Aufgabenstellung:
Gib den Text über den Sinn der Ohnmacht in genau drei Sätzen wieder.

── Vorliegender Text ──

Vom Sinn der Ohnmacht


Es gibt wohl im Leben eines jeden Menschen verschiedene Phasen. Einmal gelingt uns alles, was wir unternehmen, fast von selbst, man muss sich da kaum anstrengen. Man hat einen enormen Schwung und besitzt eine große Leistungskraft, so dass es uns kaum Mühe kostet. 

Dann aber gibt es auch andere Zeiten, von denen eher das Gegenteil gesagt werden muss. Es sind Phasen, in denen sich der Mensch bemüht und anstrengt, aber dennoch hat er das Gefühl, als würde ihm nichts gelingen, als hätte er nur Sand im Getriebe. Jede Mühe scheint umsonst zu sein, alles, woran man Hand anlegt, kostet einen unheimlich viel Kraft und Energie. Und trotzdem kommt im Endeffekt kaum etwas Brauchbares heraus, weshalb man innerlich niedergeschlagen ist. Und auch im religiösen Bereich, in unserem Leben mit Gott, verhält es sich ähnlich. Auf der einen Seite spürt man bisweilen überdeutlich die gesunde religiöse Begeisterung. Man erfährt die Nähe und die Herrlichkeit Gottes und ist deshalb mit Freude erfüllt, ja man sprüht von ihr geradezu über! Auf der anderen Seite macht man aber auch Zeiten der inneren Trostlosigkeit und der scheinbaren Gottesferne durch - bei den Mystikern werden sie die dunklen Nächte genannt. 

Aber warum verhält es sich bei uns so? Warum diese Schwankungen? Warum einmal hoch hinauf und dann wieder ganz tief hinunter? Man versteht dieses Auf und Ab nicht. Gerade und besonders in unserem Leben mit Gott beschäftigt uns die Frage, warum der Herrgott dies wohl zulässt. Es sei an dieser Stelle ein Vergleich mit der Geschichte des alttestamentarischen israelitischen Volkes gezogen. Nicht selten musste es feindlichen Heeren gegenüberstehen, von denen es bedroht wurde. Und oft, wenn die Israeliten das eigene militärische Übergewicht bemerkt haben, ist es passiert, dass sie hochmütig geworden sind, dass sie gemeint haben, die Feinde „mit links“ schlagen zu können. Dann aber ist es auch vorgekommen, dass sie trotz des militärischen Vorteils eine bittere Niederlage einstecken mussten.

───
── Daten ──

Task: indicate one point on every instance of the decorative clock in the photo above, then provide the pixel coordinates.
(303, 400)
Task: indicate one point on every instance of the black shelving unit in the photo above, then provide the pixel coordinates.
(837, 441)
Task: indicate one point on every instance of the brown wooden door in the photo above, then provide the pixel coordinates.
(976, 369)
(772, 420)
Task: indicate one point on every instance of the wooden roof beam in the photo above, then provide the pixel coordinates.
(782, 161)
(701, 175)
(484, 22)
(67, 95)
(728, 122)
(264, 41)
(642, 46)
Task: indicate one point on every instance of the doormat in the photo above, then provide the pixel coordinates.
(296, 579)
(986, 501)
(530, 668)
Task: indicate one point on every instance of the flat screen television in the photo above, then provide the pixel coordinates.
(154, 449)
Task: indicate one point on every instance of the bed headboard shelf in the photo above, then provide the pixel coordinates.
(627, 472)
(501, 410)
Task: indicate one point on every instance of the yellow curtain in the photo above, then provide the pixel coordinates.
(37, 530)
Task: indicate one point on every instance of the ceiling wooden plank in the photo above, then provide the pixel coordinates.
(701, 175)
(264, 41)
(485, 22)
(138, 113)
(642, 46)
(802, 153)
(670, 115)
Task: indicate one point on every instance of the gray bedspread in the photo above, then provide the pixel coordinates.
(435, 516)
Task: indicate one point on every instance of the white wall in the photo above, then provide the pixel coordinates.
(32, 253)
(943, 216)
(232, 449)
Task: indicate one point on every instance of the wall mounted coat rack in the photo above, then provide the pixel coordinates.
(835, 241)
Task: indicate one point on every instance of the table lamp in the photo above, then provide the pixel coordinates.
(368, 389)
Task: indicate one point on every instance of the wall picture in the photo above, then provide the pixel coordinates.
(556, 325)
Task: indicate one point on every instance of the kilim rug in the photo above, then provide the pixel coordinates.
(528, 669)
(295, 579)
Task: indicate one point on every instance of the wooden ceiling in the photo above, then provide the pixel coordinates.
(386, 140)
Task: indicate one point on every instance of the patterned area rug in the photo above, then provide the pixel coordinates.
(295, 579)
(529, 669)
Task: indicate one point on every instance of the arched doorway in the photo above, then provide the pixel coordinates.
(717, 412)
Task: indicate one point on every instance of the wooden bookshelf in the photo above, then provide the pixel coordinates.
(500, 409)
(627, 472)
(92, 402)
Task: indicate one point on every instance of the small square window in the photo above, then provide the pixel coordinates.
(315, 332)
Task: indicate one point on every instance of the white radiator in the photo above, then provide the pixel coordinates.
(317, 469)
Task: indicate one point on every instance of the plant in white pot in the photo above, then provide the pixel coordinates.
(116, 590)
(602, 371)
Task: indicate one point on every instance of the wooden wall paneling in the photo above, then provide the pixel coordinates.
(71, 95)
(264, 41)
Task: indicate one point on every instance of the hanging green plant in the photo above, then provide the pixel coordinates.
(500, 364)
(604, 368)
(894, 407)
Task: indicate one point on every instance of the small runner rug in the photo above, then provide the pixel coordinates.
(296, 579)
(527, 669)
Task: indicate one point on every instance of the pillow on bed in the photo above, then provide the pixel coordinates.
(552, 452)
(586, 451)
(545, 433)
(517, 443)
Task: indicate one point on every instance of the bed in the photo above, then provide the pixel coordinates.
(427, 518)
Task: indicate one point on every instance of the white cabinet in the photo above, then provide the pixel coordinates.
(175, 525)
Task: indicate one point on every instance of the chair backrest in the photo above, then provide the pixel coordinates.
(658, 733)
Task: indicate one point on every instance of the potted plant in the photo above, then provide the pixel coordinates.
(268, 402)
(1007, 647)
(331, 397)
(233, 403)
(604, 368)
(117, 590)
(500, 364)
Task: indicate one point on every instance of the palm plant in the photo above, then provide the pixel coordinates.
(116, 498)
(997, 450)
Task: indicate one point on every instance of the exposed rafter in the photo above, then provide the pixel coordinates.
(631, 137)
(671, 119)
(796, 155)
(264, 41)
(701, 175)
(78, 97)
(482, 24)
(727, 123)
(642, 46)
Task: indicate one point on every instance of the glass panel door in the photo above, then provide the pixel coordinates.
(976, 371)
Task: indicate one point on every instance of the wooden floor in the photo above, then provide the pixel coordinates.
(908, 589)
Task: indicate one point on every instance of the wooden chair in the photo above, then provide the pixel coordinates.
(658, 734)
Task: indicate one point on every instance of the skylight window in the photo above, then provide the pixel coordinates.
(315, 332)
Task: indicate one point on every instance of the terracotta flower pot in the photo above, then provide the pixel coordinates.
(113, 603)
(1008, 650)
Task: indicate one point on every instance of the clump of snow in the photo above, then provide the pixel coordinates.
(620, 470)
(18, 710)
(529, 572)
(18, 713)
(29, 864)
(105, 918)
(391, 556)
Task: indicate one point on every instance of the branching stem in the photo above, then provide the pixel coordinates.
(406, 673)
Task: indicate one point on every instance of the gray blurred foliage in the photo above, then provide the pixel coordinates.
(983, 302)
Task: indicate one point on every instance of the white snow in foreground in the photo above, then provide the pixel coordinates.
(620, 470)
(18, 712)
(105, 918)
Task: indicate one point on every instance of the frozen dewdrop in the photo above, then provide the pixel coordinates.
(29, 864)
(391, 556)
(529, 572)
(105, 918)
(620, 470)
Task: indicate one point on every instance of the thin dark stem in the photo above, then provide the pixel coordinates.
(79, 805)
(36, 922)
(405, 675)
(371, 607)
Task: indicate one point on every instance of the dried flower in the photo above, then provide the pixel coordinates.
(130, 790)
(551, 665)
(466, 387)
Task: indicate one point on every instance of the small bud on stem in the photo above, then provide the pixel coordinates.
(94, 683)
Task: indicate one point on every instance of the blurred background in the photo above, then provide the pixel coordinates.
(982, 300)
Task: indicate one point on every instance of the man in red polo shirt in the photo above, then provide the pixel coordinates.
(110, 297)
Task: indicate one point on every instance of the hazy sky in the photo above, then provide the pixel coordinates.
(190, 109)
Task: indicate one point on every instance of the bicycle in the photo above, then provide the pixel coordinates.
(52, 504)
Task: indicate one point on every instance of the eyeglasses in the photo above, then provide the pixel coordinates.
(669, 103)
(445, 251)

───

Endgültige Antwort:
Im Leben gibt es Phasen, in denen fast alles mühelos gelingt, und andere, in denen trotz großer Anstrengung kaum etwas Brauchbares herauskommt. Ähnlich wechseln im Leben mit Gott Zeiten religiöser Begeisterung und Freude mit Zeiten innerer Trostlosigkeit und scheinbarer Gottesferne, die bei den Mystikern dunkle Nächte heißen. Auf die Frage, warum Gott dieses Auf und Ab zulässt, folgt ein Vergleich mit dem alttestamentarischen Volk Israel, das bei militärischem Übergewicht oft hochmütig wurde und trotz dieses Vorteils manchmal bittere Niederlagen einstecken musste.